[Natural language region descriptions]
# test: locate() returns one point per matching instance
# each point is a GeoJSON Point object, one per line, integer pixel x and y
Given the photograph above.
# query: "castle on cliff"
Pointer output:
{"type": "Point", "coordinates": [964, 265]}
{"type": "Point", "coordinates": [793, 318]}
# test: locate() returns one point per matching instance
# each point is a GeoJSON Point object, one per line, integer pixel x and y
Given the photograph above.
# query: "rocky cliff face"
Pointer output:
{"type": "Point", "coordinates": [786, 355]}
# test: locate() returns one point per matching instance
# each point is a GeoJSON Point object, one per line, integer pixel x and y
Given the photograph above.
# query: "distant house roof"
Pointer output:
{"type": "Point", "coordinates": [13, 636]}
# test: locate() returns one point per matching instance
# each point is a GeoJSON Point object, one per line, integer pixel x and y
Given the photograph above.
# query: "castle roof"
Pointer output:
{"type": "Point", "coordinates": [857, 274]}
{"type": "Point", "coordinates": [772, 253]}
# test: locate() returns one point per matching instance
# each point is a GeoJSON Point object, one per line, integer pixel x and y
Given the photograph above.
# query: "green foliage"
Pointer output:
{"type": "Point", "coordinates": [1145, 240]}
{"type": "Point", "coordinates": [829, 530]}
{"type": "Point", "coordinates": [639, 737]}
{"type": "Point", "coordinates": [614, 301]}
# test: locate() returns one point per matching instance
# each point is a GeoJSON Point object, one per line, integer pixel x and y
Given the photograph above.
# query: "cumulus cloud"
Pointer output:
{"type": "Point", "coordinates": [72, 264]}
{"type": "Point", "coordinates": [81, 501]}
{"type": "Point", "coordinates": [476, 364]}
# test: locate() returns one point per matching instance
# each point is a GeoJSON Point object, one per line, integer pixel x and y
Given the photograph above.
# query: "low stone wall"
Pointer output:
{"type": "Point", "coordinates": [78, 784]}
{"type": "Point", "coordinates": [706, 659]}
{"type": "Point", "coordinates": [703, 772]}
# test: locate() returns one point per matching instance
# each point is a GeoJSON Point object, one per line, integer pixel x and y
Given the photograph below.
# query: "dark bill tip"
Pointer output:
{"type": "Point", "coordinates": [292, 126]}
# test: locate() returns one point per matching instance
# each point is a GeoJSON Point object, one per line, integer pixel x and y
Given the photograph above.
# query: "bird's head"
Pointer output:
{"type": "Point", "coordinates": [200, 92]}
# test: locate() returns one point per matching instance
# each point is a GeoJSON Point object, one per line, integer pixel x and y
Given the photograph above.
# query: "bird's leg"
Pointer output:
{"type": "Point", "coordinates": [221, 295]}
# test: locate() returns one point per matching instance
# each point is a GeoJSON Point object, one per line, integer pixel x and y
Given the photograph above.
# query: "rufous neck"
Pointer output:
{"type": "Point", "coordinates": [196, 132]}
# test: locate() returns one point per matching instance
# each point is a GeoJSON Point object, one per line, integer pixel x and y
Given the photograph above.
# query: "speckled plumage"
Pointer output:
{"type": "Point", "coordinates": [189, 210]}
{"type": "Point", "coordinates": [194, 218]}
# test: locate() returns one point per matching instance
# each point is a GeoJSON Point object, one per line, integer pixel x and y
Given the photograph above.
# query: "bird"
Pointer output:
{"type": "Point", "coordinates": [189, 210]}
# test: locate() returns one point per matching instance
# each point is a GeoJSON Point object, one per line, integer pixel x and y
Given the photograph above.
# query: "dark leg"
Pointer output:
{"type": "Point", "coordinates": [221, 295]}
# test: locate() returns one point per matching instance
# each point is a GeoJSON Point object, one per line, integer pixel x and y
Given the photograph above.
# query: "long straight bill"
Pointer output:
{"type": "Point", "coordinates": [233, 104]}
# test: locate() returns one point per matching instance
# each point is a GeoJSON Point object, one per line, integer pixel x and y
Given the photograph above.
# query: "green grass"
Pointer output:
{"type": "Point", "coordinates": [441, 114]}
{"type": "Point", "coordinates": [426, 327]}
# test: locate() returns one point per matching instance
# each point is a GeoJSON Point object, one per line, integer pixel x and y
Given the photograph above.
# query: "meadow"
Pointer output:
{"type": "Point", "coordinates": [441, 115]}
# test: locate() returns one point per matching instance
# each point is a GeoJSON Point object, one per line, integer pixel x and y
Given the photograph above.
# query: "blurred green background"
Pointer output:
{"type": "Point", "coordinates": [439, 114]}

WHAT IS BEING ASKED
Please print all the data again exactly as given.

ANSWER SECTION
# test: locate() returns one point per matching instance
# each point is a GeoJSON Point object, one per line, integer pixel x and y
Given the photograph above.
# query: "castle on cliff"
Pointer output:
{"type": "Point", "coordinates": [964, 265]}
{"type": "Point", "coordinates": [793, 318]}
# test: locate() returns one point per matching instance
# each point is a GeoJSON Point object, one per line, integer pixel x and y
Given the photograph above.
# query: "rocky cliff face"
Pointer output:
{"type": "Point", "coordinates": [786, 355]}
# test: locate() returns one point per matching instance
# each point is a GeoJSON Point object, one per line, integer pixel x and y
Given the photograph above.
# query: "distant house roof"
Pointer output:
{"type": "Point", "coordinates": [13, 636]}
# test: locate() returns one point per matching instance
# each point is a GeoJSON Point object, one per line, integer pixel x and y
Given the photograph above.
# query: "castle roof"
Pointer output:
{"type": "Point", "coordinates": [857, 274]}
{"type": "Point", "coordinates": [772, 253]}
# test: locate() returns one point per matching instance
# each point is a GeoJSON Point object, one per line, integer pixel x and y
Given the photograph above.
# query: "green foliage"
Pointer output:
{"type": "Point", "coordinates": [1145, 240]}
{"type": "Point", "coordinates": [829, 530]}
{"type": "Point", "coordinates": [639, 737]}
{"type": "Point", "coordinates": [614, 301]}
# test: locate() returns one point per matching instance
# each point is a GeoJSON Point object, one per line, integer pixel x and y
Given the photograph above.
# query: "cumulus cloud"
Pointer output:
{"type": "Point", "coordinates": [72, 264]}
{"type": "Point", "coordinates": [81, 501]}
{"type": "Point", "coordinates": [476, 364]}
# test: locate() returns one point per matching instance
# each point is a GeoJSON Point object, one per line, integer pixel x and y
Given the photograph above.
# query: "low stone wall"
Pointer output:
{"type": "Point", "coordinates": [78, 784]}
{"type": "Point", "coordinates": [706, 659]}
{"type": "Point", "coordinates": [703, 772]}
# test: locate() returns one point per matching instance
# each point is a GeoJSON Point object, one per line, integer pixel x and y
Given the photograph below.
# query: "dark bill tip"
Pointer output:
{"type": "Point", "coordinates": [292, 126]}
# test: locate() returns one point per matching instance
# each point is a GeoJSON Point object, one per line, integer pixel x and y
Given the photograph above.
# query: "bird's head"
Pointer output:
{"type": "Point", "coordinates": [200, 92]}
# test: locate() returns one point per matching instance
# each point is a GeoJSON Point object, one per line, integer pixel x and y
Given the photograph above.
# query: "bird's leg"
Pointer output:
{"type": "Point", "coordinates": [221, 295]}
# test: locate() returns one point per matching instance
# each point is a GeoJSON Point object, one per line, integer pixel x and y
Given the photograph above.
# query: "rufous neck"
Pointer output:
{"type": "Point", "coordinates": [196, 132]}
# test: locate() returns one point per matching instance
# each point is a GeoJSON Point object, one per line, integer pixel x and y
Given the photograph above.
# query: "speckled plumage"
Pointer output:
{"type": "Point", "coordinates": [189, 210]}
{"type": "Point", "coordinates": [194, 218]}
# test: locate() returns one point per matching instance
# each point is a GeoJSON Point object, one per line, integer pixel x and y
Given the photograph above.
# query: "bird"
Pointer output:
{"type": "Point", "coordinates": [189, 210]}
# test: locate() returns one point per matching instance
# each point is a GeoJSON Point object, one per line, integer pixel x and y
Given the photograph above.
# query: "dark leg"
Pointer output:
{"type": "Point", "coordinates": [221, 295]}
# test: locate() returns one point per matching instance
# each point is a GeoJSON Point object, one per line, integer pixel x and y
Given the photograph above.
# query: "long straight bill"
Pointer output:
{"type": "Point", "coordinates": [233, 104]}
# test: locate() returns one point per matching instance
# each point is a GeoJSON Point object, one per line, integer pixel x and y
Given the photograph above.
# query: "green grass"
Pointer output:
{"type": "Point", "coordinates": [441, 114]}
{"type": "Point", "coordinates": [426, 327]}
# test: locate() returns one point per matching instance
# each point is a GeoJSON Point object, one per line, integer pixel x and y
Given the photograph above.
# query: "meadow"
Pointer output:
{"type": "Point", "coordinates": [441, 115]}
# test: locate() returns one point per matching instance
# each point is a GeoJSON Point object, one per line, integer pixel x and y
Given the photograph above.
# query: "blurred green background"
Pointer output:
{"type": "Point", "coordinates": [439, 114]}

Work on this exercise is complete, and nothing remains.